-- PROBLEM STATEMENT --
Decide whether each statement agrees with the watch review below, answering yes or no and quoting the deciding words of the review exactly. 1. The watch's case is made of tantalum and steel. 2. The movement is self-winding. 3. The writer's hunch about Moser rests on an hour-long conversation with the brand's head.

-- TEXT SEGMENT --
-------
The Skinny
- 42mm
- Tantalum & steel case
- 50m water resistance
- Fume enamel dial
- Moser Caliber HMC 800 – perpetual calendar mechanical movement, manually wound
- Date of release – 2023
- Price upon release – CHF 75,000
A Good Watch for a Bad Mood
It’s a gray cold Monday morning after springing ahead with the nonsense known as daylight-savings here in the USA, big snow on the way in March, and The Oscars were last night, so my in-box is full of emails with Breaking News! from ad agencies about which movie star wore which expensive watch (loaner) to an event that even movie stars admit is a pointless exercise in self-congratulation now embroiled in identity politics and grown men punching each other in front of gazillions of somnambulant TV viewers who ad agencies seem to believe aspire so greatly to be like movie stars they’ll buy a watch because so-and-so wore one for six hours last night. None of this—the weather, the time change, the Hollywood BS—is doing much to elevate my mood, which isn’t supposed to matter when I sit down to write a review, but I’ve decided to just run with it anyways.
Given my foul mood, it’s a good thing this watch is a bit of horological brilliance from the independent brand Moser and not some regurgitated iteration of a tired design from Big Switzerland dangling from some movie star’s wrist last night on TV. Now, I wont claim that Moser has no interest in having Brad Pitt sport a Moser at The Oscars, nor that Moser’s agents of publicity wouldn’t immediately email me if he had, and perhaps Moser and it’s agents have simply failed to achieve this low level of high achievement to date. But my hunch—and this is based on an hour-long conversation with Moser’s helmsman Edouard Meylen—is that Moser is, to the extent that we can say this of a watch brand, too intelligent for such superfluity.
-------
-- PROVIDED DATA --
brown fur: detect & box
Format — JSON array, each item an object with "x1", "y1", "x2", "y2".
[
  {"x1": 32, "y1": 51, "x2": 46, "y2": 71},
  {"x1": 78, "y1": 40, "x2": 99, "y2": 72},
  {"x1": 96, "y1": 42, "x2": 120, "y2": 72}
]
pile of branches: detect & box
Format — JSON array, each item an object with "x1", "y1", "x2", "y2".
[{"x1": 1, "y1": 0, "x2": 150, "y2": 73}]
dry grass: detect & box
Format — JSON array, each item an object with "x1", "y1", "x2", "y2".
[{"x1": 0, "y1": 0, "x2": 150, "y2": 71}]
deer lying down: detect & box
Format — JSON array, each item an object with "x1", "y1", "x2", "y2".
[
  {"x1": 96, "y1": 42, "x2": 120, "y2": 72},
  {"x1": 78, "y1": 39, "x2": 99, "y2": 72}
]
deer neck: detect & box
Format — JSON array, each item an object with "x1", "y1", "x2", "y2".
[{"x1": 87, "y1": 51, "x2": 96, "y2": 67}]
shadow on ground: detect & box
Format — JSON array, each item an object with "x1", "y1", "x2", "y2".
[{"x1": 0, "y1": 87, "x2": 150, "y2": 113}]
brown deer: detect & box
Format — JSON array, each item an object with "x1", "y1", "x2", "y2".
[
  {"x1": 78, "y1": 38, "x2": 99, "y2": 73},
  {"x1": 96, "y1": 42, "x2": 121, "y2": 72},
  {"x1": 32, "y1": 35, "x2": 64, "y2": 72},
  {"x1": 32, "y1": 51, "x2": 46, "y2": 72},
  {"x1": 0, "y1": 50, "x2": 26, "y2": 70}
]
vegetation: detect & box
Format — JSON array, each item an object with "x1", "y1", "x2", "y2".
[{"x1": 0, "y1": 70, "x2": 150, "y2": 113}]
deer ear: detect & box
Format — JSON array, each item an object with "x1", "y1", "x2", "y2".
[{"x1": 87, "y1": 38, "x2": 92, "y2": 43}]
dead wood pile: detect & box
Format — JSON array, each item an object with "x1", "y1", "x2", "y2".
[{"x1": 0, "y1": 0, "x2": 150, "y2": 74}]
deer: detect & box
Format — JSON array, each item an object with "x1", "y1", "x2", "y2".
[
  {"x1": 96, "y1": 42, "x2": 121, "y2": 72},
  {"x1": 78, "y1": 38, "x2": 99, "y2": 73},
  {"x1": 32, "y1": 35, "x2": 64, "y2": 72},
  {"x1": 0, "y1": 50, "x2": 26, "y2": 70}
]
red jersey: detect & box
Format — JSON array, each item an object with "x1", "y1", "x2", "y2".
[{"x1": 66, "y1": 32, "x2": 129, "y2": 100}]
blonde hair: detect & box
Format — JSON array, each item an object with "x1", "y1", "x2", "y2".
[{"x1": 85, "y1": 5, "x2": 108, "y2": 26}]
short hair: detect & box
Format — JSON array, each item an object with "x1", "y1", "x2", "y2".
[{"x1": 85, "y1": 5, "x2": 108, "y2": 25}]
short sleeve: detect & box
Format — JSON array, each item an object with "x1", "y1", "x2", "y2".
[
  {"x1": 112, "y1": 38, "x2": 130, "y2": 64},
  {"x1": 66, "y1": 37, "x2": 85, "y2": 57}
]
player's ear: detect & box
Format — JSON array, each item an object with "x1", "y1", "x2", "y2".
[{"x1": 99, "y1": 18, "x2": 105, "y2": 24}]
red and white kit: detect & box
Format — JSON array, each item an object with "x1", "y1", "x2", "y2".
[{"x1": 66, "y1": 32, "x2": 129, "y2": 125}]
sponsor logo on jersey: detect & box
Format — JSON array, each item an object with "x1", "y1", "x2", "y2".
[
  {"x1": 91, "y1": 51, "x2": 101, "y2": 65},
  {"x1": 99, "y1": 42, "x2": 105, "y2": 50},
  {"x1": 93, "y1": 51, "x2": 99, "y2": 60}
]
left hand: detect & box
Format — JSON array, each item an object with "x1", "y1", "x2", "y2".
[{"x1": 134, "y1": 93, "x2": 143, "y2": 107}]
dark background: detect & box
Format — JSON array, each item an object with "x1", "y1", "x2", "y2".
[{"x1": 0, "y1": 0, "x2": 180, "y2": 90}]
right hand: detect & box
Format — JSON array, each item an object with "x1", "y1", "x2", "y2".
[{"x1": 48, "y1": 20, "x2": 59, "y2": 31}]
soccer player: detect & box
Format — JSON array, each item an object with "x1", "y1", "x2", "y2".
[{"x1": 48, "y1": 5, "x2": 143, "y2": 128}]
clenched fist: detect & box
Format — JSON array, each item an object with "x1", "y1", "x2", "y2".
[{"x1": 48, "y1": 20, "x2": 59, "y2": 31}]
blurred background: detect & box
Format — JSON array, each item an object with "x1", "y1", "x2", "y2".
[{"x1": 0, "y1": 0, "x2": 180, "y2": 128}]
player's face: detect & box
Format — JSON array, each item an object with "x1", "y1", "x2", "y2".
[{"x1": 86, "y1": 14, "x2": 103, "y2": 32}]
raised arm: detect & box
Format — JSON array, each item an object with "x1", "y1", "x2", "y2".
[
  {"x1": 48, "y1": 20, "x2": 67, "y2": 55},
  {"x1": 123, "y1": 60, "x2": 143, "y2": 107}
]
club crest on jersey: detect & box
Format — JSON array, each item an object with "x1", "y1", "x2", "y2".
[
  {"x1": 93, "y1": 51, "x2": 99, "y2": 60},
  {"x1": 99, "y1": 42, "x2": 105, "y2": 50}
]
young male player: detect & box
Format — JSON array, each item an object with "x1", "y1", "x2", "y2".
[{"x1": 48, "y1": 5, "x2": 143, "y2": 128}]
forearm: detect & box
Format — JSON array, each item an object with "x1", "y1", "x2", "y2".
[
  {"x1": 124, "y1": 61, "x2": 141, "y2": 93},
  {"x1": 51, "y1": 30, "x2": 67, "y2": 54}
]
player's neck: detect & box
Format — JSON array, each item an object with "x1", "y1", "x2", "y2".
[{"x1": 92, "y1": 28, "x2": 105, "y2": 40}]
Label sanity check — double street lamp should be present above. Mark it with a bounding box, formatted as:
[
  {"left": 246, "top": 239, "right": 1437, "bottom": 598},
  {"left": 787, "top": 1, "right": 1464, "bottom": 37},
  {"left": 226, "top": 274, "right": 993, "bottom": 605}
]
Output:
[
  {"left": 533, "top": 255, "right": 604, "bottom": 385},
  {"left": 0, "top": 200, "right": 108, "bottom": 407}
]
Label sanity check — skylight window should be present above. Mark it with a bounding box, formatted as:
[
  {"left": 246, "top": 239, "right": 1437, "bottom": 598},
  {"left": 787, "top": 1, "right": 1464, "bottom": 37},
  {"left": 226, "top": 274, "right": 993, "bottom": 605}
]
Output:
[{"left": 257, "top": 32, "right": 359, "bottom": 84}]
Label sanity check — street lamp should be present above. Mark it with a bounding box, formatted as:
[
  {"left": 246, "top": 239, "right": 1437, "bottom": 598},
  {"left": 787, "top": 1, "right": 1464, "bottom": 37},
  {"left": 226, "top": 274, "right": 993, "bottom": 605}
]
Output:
-------
-- TASK RESULT --
1. Yes: "Tantalum & steel case"
2. No: "manually wound"
3. Yes: "this is based on an hour-long conversation with Moser’s helmsman Edouard Meylen"